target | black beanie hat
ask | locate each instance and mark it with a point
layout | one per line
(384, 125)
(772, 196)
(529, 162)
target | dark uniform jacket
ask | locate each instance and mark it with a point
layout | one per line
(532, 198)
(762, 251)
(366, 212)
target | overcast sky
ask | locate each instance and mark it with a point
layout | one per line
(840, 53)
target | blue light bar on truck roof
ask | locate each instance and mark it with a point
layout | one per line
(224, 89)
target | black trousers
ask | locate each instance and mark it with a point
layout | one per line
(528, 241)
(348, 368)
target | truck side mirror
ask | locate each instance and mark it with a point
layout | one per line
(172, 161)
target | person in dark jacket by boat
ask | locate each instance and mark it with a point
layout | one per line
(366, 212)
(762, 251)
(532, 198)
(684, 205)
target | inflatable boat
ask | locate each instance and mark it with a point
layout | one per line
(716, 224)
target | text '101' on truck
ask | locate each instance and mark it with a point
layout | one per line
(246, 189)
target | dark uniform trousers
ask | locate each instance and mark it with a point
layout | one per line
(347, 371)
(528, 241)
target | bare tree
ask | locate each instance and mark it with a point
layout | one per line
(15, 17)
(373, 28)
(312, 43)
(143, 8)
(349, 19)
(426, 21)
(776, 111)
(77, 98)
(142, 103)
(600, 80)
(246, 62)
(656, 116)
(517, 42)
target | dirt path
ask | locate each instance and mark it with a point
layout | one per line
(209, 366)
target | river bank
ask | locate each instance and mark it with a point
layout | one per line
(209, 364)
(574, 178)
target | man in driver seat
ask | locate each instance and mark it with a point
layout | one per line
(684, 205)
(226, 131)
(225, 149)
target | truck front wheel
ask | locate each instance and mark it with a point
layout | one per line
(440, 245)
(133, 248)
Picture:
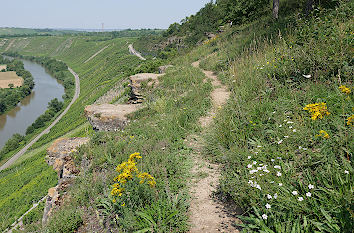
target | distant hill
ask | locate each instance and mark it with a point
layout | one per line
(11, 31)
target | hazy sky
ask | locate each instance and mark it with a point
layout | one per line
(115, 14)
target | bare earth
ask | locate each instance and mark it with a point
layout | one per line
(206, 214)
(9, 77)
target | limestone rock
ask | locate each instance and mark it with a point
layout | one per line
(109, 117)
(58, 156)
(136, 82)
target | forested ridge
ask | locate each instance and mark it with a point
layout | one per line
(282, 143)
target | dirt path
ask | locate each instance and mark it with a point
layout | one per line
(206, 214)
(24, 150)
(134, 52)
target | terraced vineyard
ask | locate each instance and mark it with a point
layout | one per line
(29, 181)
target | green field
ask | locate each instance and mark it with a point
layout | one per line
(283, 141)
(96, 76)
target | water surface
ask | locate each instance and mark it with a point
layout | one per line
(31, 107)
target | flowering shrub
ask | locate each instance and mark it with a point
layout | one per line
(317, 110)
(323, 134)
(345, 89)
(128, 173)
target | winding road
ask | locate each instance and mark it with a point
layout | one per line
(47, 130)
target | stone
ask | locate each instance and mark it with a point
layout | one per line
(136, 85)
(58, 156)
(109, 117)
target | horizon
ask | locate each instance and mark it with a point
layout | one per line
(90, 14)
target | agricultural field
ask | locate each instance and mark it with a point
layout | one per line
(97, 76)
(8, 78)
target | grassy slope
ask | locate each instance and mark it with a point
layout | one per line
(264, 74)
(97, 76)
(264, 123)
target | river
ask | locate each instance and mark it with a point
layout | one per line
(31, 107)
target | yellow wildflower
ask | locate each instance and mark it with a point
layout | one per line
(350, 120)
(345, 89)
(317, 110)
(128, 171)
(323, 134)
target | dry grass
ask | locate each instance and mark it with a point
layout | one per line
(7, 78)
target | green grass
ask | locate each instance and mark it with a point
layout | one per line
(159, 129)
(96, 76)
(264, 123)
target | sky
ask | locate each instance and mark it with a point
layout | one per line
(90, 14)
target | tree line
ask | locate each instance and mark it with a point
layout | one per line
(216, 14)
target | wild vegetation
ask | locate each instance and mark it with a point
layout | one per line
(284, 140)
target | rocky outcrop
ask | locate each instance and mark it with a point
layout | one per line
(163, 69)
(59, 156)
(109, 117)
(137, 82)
-- -- --
Could you output all of the records exactly, without their pictures?

target | black beanie hat
ask | locate each instance and mark it with a point
layout | one per line
(384, 125)
(772, 196)
(529, 162)
target | dark uniform jacket
ask | locate each instance and mark it with a point
layout | one per line
(532, 198)
(762, 251)
(366, 212)
target | overcast sky
ask | locate each instance and mark it with a point
layout | one per line
(840, 53)
target | blue light bar on truck roof
ask | locate each instance and mark it with a point
layout | one per line
(224, 89)
target | black trousers
ask | locate each instance and mark it with a point
layout | one per line
(528, 241)
(348, 368)
target | truck side mirror
ask | locate each instance and mark it with a point
layout | one per line
(172, 161)
target | person in dark jacket by boat
ask | locate each instance and mark it with a point
layout | one per line
(366, 212)
(762, 251)
(532, 198)
(684, 205)
target | inflatable boat
ask | locate each instance and mark it with a point
layout | one per line
(716, 224)
target | text '101' on truck
ask | locate each instance and mark it with a point
layout | one per line
(246, 189)
target | dark uniform trousers
ask | locate each instance and mark it with a point
layout | one per line
(347, 371)
(528, 241)
target | bare tree
ask | locate each instance and mark it with a point
layout | one per line
(15, 17)
(373, 28)
(312, 43)
(143, 8)
(349, 19)
(426, 21)
(776, 111)
(77, 98)
(142, 103)
(600, 80)
(246, 62)
(656, 116)
(517, 42)
target | dirt path
ask | locate each instance and mark it with a point
layout | one per line
(209, 366)
target | river bank
ask | locate each instance and mark it with a point
layout | one per line
(209, 364)
(574, 178)
target | man in driver seat
ask | locate each instance and mark it with a point
layout | one per line
(684, 205)
(226, 131)
(225, 149)
target | truck front wheel
ask | locate each instance and mark it with a point
layout | one per line
(440, 245)
(133, 248)
Picture:
target | distant hill
ask | locate each instance and mark it with a point
layout | one per line
(11, 31)
target | hazy sky
ask | locate each instance and mark it with a point
layout | one per line
(115, 14)
target | bare earth
ask | locate each instance and mark it with a point
layout | one per line
(206, 214)
(9, 77)
target | limestone rock
ask | locate each instance and mark it with a point
layout | one per line
(109, 117)
(58, 156)
(136, 82)
target | forested ridge
ask | locate each instance and mark it with a point
layout | one per line
(282, 143)
target | dirt path
ask | locate each instance and mark it with a point
layout | one per line
(206, 214)
(24, 150)
(134, 52)
target | terraced vineyard
ask | locate each instance and mark it with a point
layout | one per line
(29, 181)
target | green field
ask | locate each instance and mark it with a point
layout | one per line
(283, 141)
(96, 76)
target | water surface
ask | locate each instance and mark it with a point
layout | one per line
(31, 107)
target | flowering shrub
ask | locate each instance and mark it with a point
layout | one per line
(317, 110)
(323, 134)
(345, 89)
(128, 173)
target | winding road
ask | locate each instance and mark it with a point
layout | one per line
(47, 130)
target | stone
ask | locate each instance and mark it with a point
layout | one per line
(136, 85)
(58, 156)
(109, 117)
target | horizon
ask | locate each instance and mark it with a point
layout | one per line
(90, 14)
target | agricultural field
ask | locate each instance and mark it with a point
layout | one per line
(97, 76)
(8, 78)
target | grassy slope
ask | locate each instance and mark it with a point
layout | one per line
(264, 74)
(97, 76)
(264, 123)
target | river
ask | locate each instance and mark it with a point
layout | one per line
(31, 107)
target | yellow wildflower
ask | locate each instance and mark it with a point
layout | one per line
(350, 120)
(345, 89)
(317, 110)
(128, 171)
(323, 134)
target | dry grass
ask | locate each instance and mark it with a point
layout | one per line
(7, 78)
target | green grass
ask | locate each instance and mark it with a point
layout | one per line
(159, 129)
(96, 76)
(264, 123)
target | sky
ask | locate each instance and mark it with a point
layout | one per line
(90, 14)
target | tree line
ask | locate each instance and mark it with a point
layout | one per line
(216, 14)
target | wild vegetation
ask | locate each instance and mark it with a point
layout | one per line
(284, 140)
target | rocky outcrop
ask | locate each instance and mark it with a point
layout | one per line
(163, 69)
(59, 156)
(109, 117)
(137, 82)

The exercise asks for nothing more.